▸ ТЕКСТ СТРАНИЦЫ:
* * * *

Вспоминаю, как много внимания я уделяла своей племяннице Эльхен, а своему милому мальчику ничего не могу уделить. Как хотелось бы лежать вместе с ним и чувствовать его теплое тельце, ощущать его маленькие ручки и ножки. Мысль о том, что его скоро от меня отнимут, приводит в ужас.
Альбертик, мой маленький белобрысый светлячок, если бы ты знал, как любит тебя твоя мама, сколько радости и сколько страдания выносит она».
(Из дневника Софии Петровны Майн. 15.02.1942 г.)
– Дома вы продолжили рисовать?
– Сразу по возвращению не до рисования было. А в девятом, кажется, классе я заболел. Мы жили очень бедно, и это угнетало. Все в классе ходят в нормальной одежде, а у меня брюки штопаные, рубашки с заплатками на локтях, на ногах бурки, которые мама сама шила, а чтобы не намокали, сверху надевались калоши…
В девятом классе, когда девочки и пацаны стали как-то группироваться, пары образовывались, меня стала ещё больше тяготить эта бедность, убогость. И, видимо, на почве сильного стресса я заболел, а врачи не могли понять, что со мной. Положили в больницу. Там назначили пункцию. И вот, когда у меня брали костный мозг, это такая очень болезненная процедура, я плакал не от боли, а от стыда, что бельё на мне ужасное, залатанное всё. Мне так стыдно перед медсёстрами было.
В больнице я снова начал рисовать. Попросил карандаш, бумагу и стал наносить на лист деревья, траву, всё, что видел в окно. И доктор тогда сказал маме: «Ну теперь выкарабкается!».
– Но из больницы вы вернулись в те же условия?
– Конечно, а куда ещё? Мама, правда, к тому времени пошла работать на швейную фабрику чернорабочей. Производство расширялось, и на стройку требовались люди, которым потом обещали дать работу на фабрике. Действительно, года через 2-3 маму приняли в отдел контроля. Там раскручивали рулоны сукна и мелом отмечали на нем брак, а потом составлялся документ о выбраковке. Вот этот документ она и оформляла, так как грамотная была.
Всё это время мы жили в землянке, а потом, наконец, переехали на Болотную улицу. Там частный дом был, с холодной кладовой. Наружную стену хозяин утеплил и сдавал нам в качестве комнаты, печку помог сложить. А мебель та же – топчаны, стол…
– Вы закончили школу и поступили в институт?
– Да, в строительный, на промышленно-гражданское строительство.
– Почему не на худграф. Вы же любили рисовать?
– Одной любви мало. Нужны были хотя бы начальные навыки построения композиции, света, а у меня ничего этого не было.
И тем не менее, я подал документы на архитектурный факультет. Приехал в Новосибирск за три дня до экзамена и узнал, что другие приехали за месяц и посещали подготовительные курсы. Я тоже три дня на них походил, но этого оказалось мало.

* * * *

▸ ДАННЫЕ:
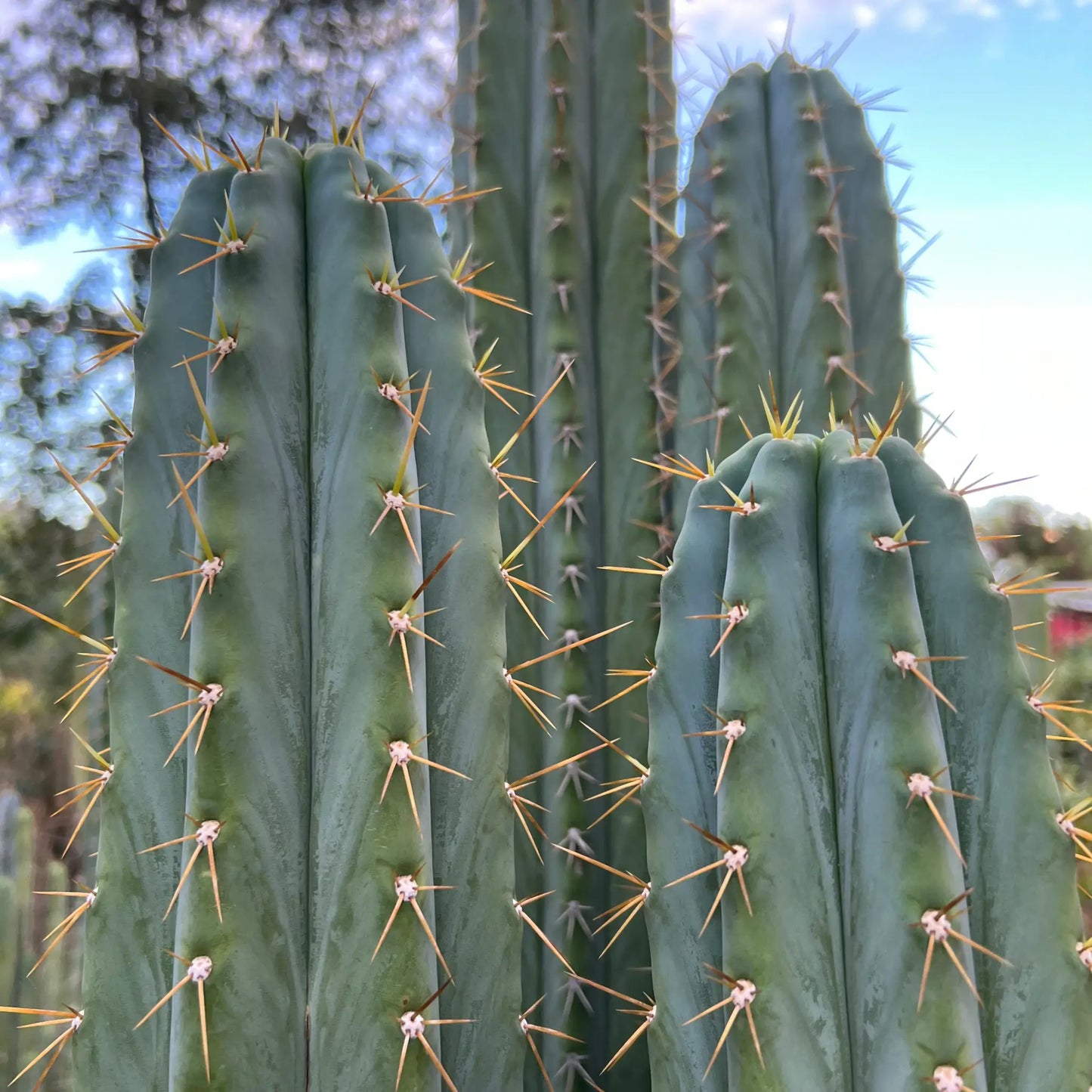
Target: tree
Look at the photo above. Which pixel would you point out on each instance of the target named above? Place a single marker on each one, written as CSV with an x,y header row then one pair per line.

* * * *

По тексту страницы объясните, почему в больнице плакал тот, у кого брали костный мозг. Ответ дайте в одном–трех предложениях. Данные — это отдельный материал.

Он плакал не от боли, а от стыда: бельё на нём было ужасное, всё залатанное, и ему было стыдно перед медсёстрами.